## EXTRAIT DU DOCUMENT
----------------------------------------

Pour limiter les hausses de prix des carburants dans les stations-service, le gouvernement italien impose aux gérants d’afficher la moyenne des prix pratiqués dans le pays afin d’améliorer la transparence. Le gouvernement estime que la spéculation accentue une récente hausse des prix.
Avec l’essence payée en moyenne près de 2 euros le litre, et jusqu’à 2,5 euros à certains endroits, les consommateurs italiens ont l’un des carburants les plus chers de la zone euro comparé au coût de la vie. De plus, le prix de l’essence a augmenté d’environ 10 % rien que pendant la première semaine de janvier.
Et pour tenter de limiter l’inflation des prix de l’énergie, le conseil des ministres italien a approuvé le 10 janvier un décret qui impose plus de transparence aux gérants de stations-essence. Ils devront afficher clairement aux consommateurs la moyenne des prix pratiqués à travers le pays près de celui auquel ils vendent leur carburant, sous peine de sanctions. Les gérants risquent une suspension d’activité de 7 à 90 jours en cas de récidive.

----------------------------------------

## DONNÉES BRUTES
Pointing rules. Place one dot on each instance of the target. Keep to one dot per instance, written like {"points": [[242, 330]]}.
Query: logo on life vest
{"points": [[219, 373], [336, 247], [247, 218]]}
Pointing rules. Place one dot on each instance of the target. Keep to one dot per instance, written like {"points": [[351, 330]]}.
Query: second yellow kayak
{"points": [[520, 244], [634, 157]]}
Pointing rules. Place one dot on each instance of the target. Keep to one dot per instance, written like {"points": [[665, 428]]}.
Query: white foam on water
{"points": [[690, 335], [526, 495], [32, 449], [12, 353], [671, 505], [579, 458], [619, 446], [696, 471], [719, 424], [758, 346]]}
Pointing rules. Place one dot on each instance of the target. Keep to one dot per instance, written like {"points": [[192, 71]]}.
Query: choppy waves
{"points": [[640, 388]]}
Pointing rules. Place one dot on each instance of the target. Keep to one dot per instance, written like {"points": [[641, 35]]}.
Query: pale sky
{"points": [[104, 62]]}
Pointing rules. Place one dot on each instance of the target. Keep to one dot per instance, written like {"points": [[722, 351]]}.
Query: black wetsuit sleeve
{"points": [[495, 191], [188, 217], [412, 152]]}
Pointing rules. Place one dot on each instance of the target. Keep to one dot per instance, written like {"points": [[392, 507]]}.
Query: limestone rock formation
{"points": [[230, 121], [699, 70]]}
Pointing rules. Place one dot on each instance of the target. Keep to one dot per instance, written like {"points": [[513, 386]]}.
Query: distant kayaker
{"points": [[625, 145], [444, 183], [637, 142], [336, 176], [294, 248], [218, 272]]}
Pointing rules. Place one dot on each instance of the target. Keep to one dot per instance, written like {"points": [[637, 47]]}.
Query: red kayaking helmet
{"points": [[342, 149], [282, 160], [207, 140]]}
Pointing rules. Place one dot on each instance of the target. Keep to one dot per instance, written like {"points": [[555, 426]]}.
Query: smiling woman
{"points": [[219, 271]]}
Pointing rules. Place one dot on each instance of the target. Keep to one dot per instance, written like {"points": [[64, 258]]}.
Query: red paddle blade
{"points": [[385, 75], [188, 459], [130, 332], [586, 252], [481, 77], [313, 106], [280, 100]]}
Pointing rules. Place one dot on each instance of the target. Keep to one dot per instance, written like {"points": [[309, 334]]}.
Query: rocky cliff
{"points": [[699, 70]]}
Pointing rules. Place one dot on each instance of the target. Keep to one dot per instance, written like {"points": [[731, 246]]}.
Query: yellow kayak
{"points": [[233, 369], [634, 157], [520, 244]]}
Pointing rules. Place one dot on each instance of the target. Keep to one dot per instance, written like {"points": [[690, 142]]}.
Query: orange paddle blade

----------------------------------------

## CONSIGNES
1 > D'après l'extrait du document, à quelle date le conseil des ministres italien a-t-il approuvé le décret sur les stations-essence ?
2 > Dressez la liste complète des institutions et des groupes de personnes mentionnés dans l'extrait du document.
3 > Reformulez sous forme de liste le paragraphe de l'extrait du document qui commence par « Et pour tenter de limiter », en conservant ses faits principaux.

## RÉSULTATS FINAUX
1 > Le 10 janvier.

2 >
- le gouvernement italien
- les gérants de stations-service
- les consommateurs italiens
- le conseil des ministres italien

3 >
- Le 10 janvier, le conseil des ministres italien a approuvé un décret pour limiter l'inflation des prix de l'énergie.
- Ce décret impose plus de transparence aux gérants de stations-essence.
- Les gérants doivent afficher clairement la moyenne nationale des prix près de leur propre prix de vente, sous peine de sanctions.
- En cas de récidive, ils risquent une suspension d'activité de 7 à 90 jours.